PROBLEM DESCRIPTION: Filter the data below, copying out every line that contains the word "body". Matching is case-sensitive.

THE RECORDS:
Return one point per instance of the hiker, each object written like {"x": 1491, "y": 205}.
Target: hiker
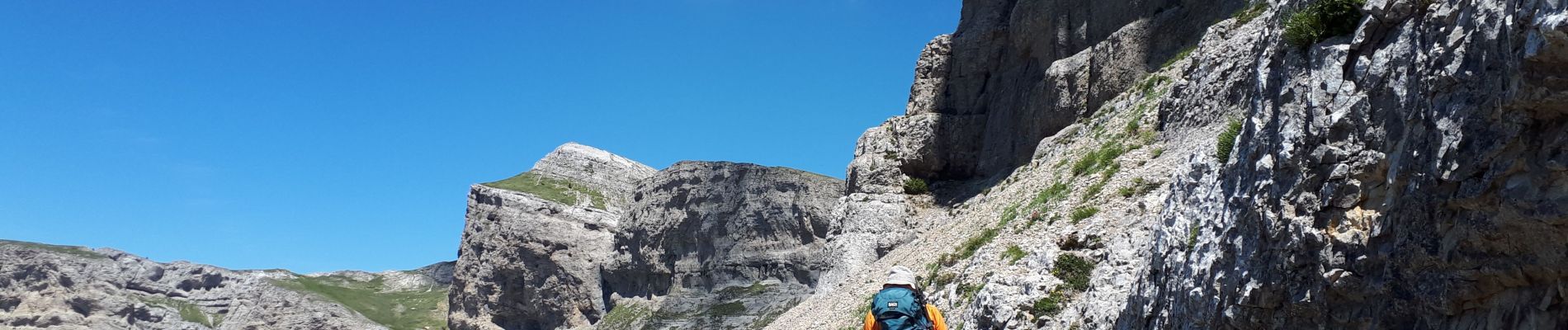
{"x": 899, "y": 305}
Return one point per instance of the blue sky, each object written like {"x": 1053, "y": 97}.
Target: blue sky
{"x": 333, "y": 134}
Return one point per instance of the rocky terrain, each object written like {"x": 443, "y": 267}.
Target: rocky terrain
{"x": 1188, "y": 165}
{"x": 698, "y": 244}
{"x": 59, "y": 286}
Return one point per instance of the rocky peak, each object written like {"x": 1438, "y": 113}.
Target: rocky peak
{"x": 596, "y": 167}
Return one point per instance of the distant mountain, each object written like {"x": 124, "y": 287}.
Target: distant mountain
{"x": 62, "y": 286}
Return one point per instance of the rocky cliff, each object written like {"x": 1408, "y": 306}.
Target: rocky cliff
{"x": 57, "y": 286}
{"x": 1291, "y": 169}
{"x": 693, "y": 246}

---

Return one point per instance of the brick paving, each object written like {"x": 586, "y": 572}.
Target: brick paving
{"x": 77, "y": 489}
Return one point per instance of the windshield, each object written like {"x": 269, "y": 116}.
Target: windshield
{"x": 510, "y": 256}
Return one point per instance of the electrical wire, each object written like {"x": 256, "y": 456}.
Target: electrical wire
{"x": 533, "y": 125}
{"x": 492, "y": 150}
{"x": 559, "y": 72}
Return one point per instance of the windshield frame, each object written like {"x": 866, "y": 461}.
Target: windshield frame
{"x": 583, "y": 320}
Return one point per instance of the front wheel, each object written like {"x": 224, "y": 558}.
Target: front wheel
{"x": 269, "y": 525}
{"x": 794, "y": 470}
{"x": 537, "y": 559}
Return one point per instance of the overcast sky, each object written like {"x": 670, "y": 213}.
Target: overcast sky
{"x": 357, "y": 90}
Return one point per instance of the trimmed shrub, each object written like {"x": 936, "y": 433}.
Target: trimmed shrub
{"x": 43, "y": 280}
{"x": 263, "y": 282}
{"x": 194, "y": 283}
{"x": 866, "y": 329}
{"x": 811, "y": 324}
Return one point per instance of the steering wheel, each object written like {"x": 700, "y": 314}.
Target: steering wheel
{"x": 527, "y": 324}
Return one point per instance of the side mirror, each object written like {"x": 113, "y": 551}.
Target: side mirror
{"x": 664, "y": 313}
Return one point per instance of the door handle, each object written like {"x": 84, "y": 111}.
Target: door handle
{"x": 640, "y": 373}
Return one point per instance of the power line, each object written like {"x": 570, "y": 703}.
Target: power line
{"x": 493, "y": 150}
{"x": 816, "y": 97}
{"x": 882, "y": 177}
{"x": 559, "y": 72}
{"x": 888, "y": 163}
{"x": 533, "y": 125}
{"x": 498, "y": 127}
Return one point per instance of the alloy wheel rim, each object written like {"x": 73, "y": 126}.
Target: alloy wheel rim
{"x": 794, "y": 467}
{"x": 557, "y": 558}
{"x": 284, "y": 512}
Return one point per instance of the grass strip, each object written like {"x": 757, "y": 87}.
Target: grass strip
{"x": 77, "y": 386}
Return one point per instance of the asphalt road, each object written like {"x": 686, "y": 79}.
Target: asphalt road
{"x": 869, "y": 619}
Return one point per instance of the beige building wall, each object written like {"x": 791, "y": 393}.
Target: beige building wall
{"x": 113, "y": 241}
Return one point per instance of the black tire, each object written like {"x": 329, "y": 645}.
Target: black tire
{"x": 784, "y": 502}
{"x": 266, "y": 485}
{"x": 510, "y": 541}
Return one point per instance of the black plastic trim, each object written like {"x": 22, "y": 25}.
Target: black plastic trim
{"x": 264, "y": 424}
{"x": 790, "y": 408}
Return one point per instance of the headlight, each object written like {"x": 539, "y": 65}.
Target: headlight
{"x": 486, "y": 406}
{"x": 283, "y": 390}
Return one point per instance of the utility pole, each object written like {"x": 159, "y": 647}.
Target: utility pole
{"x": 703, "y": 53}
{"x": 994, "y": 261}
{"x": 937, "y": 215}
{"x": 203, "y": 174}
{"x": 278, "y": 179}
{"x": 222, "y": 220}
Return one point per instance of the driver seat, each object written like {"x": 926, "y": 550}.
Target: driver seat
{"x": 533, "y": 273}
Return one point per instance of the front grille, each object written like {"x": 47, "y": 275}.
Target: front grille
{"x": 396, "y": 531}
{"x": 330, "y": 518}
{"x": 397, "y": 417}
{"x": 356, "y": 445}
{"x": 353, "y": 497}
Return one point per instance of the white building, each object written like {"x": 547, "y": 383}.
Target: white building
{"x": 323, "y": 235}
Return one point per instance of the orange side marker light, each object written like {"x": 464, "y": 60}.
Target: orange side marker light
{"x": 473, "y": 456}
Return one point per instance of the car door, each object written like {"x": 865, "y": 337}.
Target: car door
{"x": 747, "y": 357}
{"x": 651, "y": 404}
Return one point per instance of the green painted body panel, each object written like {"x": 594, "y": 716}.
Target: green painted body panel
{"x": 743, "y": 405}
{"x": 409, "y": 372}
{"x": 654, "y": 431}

RESULT FOR THIS TASK:
Return one point per instance of the green painted body panel, each object written like {"x": 594, "y": 716}.
Target: green painted body panel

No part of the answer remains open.